━━━━━ Records for this exercise

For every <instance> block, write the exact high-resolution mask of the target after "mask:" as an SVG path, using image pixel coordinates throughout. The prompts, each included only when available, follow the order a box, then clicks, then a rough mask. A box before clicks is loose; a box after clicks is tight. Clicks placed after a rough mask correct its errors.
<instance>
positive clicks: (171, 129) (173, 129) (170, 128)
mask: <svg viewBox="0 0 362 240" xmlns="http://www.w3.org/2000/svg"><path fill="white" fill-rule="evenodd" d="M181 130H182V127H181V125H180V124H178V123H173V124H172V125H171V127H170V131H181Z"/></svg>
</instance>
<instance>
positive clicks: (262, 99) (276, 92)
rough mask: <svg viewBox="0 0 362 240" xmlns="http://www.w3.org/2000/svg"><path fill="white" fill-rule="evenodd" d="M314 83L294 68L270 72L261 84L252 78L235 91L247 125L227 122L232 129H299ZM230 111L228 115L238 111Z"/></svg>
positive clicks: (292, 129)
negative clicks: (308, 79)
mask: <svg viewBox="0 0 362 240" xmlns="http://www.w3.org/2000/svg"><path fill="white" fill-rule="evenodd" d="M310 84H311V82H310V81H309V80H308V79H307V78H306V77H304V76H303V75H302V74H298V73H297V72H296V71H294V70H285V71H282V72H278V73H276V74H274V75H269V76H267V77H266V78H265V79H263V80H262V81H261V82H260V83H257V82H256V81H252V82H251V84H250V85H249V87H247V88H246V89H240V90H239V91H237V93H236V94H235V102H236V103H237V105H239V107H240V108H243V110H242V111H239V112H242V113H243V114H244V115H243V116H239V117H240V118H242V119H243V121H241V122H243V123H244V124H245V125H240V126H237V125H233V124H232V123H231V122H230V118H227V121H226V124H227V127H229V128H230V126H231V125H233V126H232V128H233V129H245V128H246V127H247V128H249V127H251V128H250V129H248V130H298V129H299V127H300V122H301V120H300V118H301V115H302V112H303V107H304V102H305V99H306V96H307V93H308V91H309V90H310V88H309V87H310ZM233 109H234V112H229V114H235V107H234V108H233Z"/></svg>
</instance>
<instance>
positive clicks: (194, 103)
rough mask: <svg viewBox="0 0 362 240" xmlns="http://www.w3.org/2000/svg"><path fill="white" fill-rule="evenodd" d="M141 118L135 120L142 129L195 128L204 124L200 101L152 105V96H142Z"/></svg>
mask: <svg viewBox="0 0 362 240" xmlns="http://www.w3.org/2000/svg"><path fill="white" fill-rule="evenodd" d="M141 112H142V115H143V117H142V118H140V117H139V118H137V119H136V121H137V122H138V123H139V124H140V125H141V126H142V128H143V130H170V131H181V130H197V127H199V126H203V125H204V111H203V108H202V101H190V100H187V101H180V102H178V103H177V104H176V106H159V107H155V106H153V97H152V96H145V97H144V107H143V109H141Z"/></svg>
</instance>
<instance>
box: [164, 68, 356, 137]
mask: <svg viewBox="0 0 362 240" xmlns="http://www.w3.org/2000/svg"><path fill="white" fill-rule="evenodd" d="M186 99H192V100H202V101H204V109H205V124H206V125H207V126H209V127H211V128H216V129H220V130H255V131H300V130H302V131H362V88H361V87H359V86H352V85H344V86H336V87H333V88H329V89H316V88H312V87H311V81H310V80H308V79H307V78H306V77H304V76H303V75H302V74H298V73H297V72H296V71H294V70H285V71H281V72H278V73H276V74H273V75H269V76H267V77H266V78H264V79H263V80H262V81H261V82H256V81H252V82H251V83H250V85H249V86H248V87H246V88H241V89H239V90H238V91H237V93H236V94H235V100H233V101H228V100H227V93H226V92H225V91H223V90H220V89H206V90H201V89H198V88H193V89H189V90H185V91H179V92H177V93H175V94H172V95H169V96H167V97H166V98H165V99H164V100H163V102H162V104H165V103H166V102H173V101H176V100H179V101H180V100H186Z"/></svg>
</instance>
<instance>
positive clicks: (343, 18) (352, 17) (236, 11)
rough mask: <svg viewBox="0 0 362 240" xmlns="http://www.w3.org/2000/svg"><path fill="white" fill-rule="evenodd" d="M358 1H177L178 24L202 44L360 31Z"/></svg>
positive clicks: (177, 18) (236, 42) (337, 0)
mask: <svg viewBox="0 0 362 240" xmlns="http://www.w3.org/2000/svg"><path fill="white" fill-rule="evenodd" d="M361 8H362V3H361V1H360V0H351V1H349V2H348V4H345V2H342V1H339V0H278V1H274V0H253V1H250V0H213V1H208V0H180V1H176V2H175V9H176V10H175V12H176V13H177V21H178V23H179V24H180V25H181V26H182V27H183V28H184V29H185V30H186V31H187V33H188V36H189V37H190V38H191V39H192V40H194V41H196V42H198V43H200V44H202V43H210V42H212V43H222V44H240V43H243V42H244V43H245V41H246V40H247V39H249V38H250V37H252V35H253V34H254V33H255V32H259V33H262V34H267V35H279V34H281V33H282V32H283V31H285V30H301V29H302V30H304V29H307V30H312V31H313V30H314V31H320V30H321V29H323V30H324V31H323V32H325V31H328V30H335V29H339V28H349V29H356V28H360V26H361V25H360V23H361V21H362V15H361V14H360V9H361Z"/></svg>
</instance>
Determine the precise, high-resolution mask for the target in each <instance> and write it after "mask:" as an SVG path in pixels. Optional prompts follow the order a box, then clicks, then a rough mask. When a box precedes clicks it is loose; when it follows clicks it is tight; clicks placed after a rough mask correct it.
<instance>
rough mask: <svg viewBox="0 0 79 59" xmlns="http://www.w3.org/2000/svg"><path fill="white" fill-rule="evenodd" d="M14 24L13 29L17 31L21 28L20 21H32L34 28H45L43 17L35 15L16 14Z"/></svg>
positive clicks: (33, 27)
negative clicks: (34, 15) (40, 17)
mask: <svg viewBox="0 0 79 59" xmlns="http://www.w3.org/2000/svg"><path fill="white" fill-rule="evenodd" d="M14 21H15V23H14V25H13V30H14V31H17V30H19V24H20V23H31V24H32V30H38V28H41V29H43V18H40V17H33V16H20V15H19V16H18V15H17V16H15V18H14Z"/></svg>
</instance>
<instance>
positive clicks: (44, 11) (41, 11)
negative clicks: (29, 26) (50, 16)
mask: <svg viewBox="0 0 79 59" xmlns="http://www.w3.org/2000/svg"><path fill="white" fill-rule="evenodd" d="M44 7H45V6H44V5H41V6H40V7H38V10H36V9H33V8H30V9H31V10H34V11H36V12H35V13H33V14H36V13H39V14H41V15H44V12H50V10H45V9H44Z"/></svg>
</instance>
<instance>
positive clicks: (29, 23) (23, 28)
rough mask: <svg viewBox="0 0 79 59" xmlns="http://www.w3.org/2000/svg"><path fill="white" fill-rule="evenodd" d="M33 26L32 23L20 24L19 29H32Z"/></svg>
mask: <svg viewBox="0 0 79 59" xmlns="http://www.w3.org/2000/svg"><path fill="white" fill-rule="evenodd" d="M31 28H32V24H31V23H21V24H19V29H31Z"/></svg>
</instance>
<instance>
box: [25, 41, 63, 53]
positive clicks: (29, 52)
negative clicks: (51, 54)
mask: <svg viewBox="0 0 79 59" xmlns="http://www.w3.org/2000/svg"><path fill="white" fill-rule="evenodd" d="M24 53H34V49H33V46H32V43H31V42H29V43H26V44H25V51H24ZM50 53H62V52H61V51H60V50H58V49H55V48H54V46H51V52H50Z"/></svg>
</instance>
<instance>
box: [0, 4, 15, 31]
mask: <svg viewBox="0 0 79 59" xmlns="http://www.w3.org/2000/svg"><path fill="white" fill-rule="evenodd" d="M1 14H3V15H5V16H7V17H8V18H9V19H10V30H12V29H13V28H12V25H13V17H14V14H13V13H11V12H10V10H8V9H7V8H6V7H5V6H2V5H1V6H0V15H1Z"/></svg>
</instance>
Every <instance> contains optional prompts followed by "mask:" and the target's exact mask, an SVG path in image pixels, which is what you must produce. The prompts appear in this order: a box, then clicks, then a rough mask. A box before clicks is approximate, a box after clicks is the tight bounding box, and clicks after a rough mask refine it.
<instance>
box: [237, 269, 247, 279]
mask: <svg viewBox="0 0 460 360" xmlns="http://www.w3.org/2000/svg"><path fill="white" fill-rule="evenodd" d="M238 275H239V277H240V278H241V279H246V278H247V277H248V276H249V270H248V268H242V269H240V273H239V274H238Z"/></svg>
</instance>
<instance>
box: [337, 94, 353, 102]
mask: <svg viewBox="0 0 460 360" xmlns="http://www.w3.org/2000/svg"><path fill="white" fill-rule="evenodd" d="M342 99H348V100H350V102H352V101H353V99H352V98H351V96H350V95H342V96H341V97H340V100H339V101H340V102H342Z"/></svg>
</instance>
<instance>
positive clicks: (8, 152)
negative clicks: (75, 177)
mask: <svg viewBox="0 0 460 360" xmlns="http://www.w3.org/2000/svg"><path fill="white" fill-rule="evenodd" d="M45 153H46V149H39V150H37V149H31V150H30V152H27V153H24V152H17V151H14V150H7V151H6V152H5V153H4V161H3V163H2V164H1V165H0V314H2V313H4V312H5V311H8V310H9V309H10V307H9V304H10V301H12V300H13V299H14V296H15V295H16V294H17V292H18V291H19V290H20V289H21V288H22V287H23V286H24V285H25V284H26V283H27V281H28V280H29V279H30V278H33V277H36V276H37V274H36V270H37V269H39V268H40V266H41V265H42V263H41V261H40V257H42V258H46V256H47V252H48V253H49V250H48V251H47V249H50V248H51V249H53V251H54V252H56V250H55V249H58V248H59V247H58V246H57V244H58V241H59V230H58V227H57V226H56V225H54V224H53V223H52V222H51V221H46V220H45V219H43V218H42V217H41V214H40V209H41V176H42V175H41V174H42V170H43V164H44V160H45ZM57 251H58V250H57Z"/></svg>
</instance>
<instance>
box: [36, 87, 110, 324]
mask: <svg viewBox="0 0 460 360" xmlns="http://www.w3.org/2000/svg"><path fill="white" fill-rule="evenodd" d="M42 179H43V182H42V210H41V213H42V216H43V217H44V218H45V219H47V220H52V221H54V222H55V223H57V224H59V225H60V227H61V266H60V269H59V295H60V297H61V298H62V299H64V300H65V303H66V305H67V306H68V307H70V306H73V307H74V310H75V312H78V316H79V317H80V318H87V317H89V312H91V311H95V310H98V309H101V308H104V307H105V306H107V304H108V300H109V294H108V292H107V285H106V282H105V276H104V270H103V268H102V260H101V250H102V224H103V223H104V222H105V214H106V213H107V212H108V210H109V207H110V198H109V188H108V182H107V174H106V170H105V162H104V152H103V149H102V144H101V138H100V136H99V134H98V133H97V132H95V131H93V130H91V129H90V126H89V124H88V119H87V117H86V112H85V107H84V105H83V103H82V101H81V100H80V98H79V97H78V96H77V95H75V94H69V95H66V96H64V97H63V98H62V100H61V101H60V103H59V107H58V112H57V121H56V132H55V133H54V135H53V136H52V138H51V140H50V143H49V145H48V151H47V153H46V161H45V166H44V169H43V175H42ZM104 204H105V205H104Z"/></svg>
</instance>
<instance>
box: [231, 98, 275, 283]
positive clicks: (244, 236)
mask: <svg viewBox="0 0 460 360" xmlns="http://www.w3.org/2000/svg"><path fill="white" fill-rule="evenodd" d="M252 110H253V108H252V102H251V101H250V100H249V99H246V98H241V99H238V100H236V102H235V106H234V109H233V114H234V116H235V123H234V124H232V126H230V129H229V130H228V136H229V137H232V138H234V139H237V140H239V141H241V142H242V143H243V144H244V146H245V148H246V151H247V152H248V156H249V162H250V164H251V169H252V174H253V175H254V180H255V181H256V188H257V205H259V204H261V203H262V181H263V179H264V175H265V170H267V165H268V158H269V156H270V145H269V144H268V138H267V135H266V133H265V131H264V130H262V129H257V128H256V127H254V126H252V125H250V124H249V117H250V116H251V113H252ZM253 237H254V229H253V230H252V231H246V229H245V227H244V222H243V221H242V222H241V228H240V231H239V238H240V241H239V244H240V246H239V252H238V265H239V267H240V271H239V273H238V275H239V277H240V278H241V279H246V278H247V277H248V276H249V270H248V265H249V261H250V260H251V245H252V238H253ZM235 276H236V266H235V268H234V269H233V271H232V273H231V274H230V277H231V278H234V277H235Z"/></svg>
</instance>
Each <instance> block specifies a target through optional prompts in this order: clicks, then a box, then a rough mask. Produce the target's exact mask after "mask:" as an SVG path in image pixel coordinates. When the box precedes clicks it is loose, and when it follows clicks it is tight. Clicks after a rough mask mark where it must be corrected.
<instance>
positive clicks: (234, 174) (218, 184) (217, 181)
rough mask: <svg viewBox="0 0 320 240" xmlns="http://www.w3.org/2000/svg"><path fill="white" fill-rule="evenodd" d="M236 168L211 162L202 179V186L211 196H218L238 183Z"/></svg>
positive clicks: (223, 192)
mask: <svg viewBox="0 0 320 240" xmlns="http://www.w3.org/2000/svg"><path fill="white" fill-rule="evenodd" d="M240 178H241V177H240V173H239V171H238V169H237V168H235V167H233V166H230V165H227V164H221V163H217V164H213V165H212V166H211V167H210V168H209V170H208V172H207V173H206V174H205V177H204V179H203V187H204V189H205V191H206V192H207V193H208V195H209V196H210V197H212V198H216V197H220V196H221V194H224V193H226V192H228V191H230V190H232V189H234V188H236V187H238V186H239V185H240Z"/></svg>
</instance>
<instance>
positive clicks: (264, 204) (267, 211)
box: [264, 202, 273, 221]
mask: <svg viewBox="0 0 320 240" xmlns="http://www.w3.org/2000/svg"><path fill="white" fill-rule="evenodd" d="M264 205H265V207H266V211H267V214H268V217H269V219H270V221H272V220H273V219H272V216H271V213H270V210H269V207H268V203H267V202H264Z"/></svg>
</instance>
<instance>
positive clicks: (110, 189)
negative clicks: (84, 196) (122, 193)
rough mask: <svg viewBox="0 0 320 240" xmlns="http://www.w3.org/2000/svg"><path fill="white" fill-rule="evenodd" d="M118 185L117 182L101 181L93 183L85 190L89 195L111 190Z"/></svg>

━━━━━━━━━━

### Requirement
Retype exactly the lines from the one containing "box: [264, 202, 273, 221]" through the end of the data. Add nothing.

### Exercise result
box: [264, 202, 273, 221]
mask: <svg viewBox="0 0 320 240" xmlns="http://www.w3.org/2000/svg"><path fill="white" fill-rule="evenodd" d="M264 205H265V207H266V211H267V214H268V217H269V219H270V221H272V220H273V219H272V216H271V213H270V210H269V207H268V203H267V202H264Z"/></svg>
</instance>
<instance>
positive clicks: (110, 189)
negative clicks: (84, 196) (122, 193)
rough mask: <svg viewBox="0 0 320 240" xmlns="http://www.w3.org/2000/svg"><path fill="white" fill-rule="evenodd" d="M118 185L117 182L101 181L93 183L85 190L89 195L111 190Z"/></svg>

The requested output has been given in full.